• **Directions for this task**
Rewrite all of the material below as a numbered list with one line per item, leaving out the blank lines.

══ Records shown

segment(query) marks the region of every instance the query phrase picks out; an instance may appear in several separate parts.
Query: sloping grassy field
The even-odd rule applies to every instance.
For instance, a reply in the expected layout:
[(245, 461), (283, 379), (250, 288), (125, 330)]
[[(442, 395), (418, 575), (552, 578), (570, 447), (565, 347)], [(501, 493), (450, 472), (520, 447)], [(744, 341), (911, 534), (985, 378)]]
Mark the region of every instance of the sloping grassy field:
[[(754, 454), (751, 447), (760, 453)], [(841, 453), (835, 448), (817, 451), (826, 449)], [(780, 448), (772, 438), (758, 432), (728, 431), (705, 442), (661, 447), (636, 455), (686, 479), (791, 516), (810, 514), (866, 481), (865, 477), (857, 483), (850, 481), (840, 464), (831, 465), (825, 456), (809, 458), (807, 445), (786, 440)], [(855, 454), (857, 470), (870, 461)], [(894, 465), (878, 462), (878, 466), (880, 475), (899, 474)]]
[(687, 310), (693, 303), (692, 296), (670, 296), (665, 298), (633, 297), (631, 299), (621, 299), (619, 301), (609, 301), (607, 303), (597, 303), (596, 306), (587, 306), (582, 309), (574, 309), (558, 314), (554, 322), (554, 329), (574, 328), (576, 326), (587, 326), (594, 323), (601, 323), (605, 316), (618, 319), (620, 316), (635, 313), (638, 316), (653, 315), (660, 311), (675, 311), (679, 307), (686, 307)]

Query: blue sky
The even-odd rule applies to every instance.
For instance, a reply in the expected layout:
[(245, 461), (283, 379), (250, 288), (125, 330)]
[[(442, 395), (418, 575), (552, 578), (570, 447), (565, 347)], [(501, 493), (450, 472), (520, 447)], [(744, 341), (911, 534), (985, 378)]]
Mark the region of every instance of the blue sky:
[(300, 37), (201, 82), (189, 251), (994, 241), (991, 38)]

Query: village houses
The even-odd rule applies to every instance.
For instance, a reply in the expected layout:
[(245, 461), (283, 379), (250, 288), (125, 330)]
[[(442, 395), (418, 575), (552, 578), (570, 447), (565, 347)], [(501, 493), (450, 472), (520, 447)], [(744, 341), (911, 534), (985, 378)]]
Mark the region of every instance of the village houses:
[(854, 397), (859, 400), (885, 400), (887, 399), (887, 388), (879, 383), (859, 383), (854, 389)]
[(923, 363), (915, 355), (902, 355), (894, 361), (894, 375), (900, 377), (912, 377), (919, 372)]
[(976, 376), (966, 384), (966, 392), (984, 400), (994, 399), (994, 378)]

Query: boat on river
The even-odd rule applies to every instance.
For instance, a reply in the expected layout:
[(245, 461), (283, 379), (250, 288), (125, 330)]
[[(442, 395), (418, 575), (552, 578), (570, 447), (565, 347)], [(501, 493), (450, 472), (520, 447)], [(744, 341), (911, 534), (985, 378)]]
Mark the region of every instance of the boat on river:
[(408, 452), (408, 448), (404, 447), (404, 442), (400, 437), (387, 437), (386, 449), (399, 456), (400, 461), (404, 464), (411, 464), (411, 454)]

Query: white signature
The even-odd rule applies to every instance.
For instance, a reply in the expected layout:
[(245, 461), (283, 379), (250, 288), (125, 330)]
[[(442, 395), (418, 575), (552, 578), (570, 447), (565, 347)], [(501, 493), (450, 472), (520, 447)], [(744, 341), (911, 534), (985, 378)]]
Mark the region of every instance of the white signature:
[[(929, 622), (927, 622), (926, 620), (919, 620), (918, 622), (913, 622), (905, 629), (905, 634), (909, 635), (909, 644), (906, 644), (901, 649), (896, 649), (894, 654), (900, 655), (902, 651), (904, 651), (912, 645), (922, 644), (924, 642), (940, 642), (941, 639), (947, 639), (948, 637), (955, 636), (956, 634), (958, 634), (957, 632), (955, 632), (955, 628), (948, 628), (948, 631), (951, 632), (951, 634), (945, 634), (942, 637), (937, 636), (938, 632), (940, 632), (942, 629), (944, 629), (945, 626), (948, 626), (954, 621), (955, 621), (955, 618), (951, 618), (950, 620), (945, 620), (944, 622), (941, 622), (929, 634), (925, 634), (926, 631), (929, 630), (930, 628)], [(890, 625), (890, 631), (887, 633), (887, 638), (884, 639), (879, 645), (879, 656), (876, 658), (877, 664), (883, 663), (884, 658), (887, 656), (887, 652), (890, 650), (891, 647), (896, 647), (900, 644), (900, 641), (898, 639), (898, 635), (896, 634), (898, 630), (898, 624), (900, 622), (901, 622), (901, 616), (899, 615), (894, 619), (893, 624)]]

════

• **Task result**
1. segment(query) marks the region of every instance the query phrase picks out; an instance may appear in several separate parts.
2. Query: sloping grassy field
3. The even-odd rule applies to every instance.
4. For instance, a reply in the expected layout:
5. [(245, 461), (283, 379), (250, 288), (125, 330)]
6. [[(442, 395), (418, 575), (552, 578), (570, 447), (565, 347)], [(501, 493), (450, 472), (520, 447)], [(744, 341), (911, 534), (985, 378)]]
7. Mark the region of every instance of the sloping grassy field:
8. [[(754, 454), (751, 447), (760, 453)], [(841, 453), (835, 448), (817, 451), (826, 449)], [(780, 448), (772, 438), (758, 432), (728, 431), (705, 442), (661, 447), (636, 455), (686, 479), (791, 516), (810, 514), (866, 481), (865, 477), (857, 483), (850, 481), (840, 464), (831, 465), (825, 456), (809, 458), (807, 445), (786, 440)], [(855, 454), (857, 470), (870, 461)], [(894, 465), (878, 462), (878, 466), (880, 475), (899, 474)]]
9. [(687, 310), (693, 303), (692, 296), (670, 296), (665, 298), (633, 297), (631, 299), (621, 299), (619, 301), (609, 301), (607, 303), (597, 303), (596, 306), (587, 306), (582, 309), (574, 309), (558, 314), (554, 322), (554, 329), (574, 328), (576, 326), (587, 326), (594, 323), (601, 323), (605, 316), (618, 319), (620, 316), (635, 313), (638, 316), (653, 315), (660, 311), (675, 311), (679, 307), (686, 307)]
10. Query: blue sky
11. The even-odd rule applies to every instance.
12. For instance, a reply in the expected layout:
13. [(245, 461), (283, 379), (250, 288), (125, 330)]
14. [[(442, 395), (418, 575), (552, 578), (570, 447), (565, 347)], [(501, 493), (450, 472), (520, 447)], [(744, 341), (911, 534), (985, 378)]]
15. Mark the region of every instance of the blue sky:
16. [(300, 37), (201, 82), (189, 251), (994, 241), (991, 38)]
17. Query: village houses
18. The even-odd rule applies to every instance.
19. For instance, a reply in the expected layout:
20. [(245, 461), (283, 379), (250, 288), (125, 330)]
21. [[(442, 395), (418, 575), (552, 578), (570, 447), (565, 347)], [(501, 493), (450, 472), (520, 447)], [(744, 341), (911, 534), (985, 378)]]
22. Mark the region of every instance of the village houses:
23. [(854, 397), (859, 400), (885, 400), (887, 399), (887, 388), (879, 383), (859, 383), (854, 389)]
24. [(923, 363), (915, 355), (902, 355), (894, 361), (894, 375), (900, 377), (912, 377), (919, 372)]
25. [(976, 376), (966, 384), (966, 392), (984, 400), (994, 399), (994, 378)]
26. Query: boat on river
27. The even-odd rule applies to every instance.
28. For instance, a reply in the expected layout:
29. [(245, 461), (283, 379), (250, 288), (125, 330)]
30. [[(442, 395), (418, 575), (552, 578), (570, 447), (565, 347)], [(501, 493), (450, 472), (520, 447)], [(744, 341), (911, 534), (985, 378)]]
31. Mark the region of every instance of the boat on river:
32. [(408, 452), (408, 448), (404, 447), (404, 442), (400, 437), (387, 437), (386, 449), (399, 456), (400, 461), (404, 464), (411, 464), (411, 454)]
33. Query: white signature
34. The even-odd rule applies to every instance.
35. For instance, a reply in the expected layout:
36. [(245, 461), (283, 379), (250, 288), (125, 330)]
37. [[(442, 395), (418, 575), (552, 578), (570, 447), (565, 347)], [(501, 493), (450, 472), (520, 447)], [(744, 341), (911, 534), (985, 378)]]
38. Mark the region of every instance of the white signature:
39. [[(929, 622), (927, 622), (926, 620), (919, 620), (918, 622), (913, 622), (905, 629), (905, 634), (909, 635), (909, 644), (906, 644), (901, 649), (896, 649), (894, 654), (900, 655), (902, 651), (904, 651), (912, 645), (922, 644), (924, 642), (940, 642), (941, 639), (947, 639), (948, 637), (955, 636), (956, 634), (958, 634), (957, 632), (955, 632), (955, 628), (948, 628), (948, 631), (951, 632), (951, 634), (945, 634), (942, 637), (937, 636), (938, 632), (940, 632), (942, 629), (944, 629), (945, 626), (948, 626), (954, 621), (955, 621), (955, 618), (951, 618), (950, 620), (945, 620), (944, 622), (941, 622), (929, 634), (925, 634), (926, 631), (929, 630), (930, 628)], [(890, 625), (890, 631), (887, 633), (887, 638), (884, 639), (879, 645), (879, 656), (876, 658), (877, 664), (883, 663), (884, 658), (887, 656), (887, 652), (890, 650), (891, 647), (896, 647), (900, 644), (900, 641), (898, 639), (898, 635), (896, 634), (898, 630), (898, 624), (900, 622), (901, 622), (901, 616), (899, 615), (894, 619), (893, 624)]]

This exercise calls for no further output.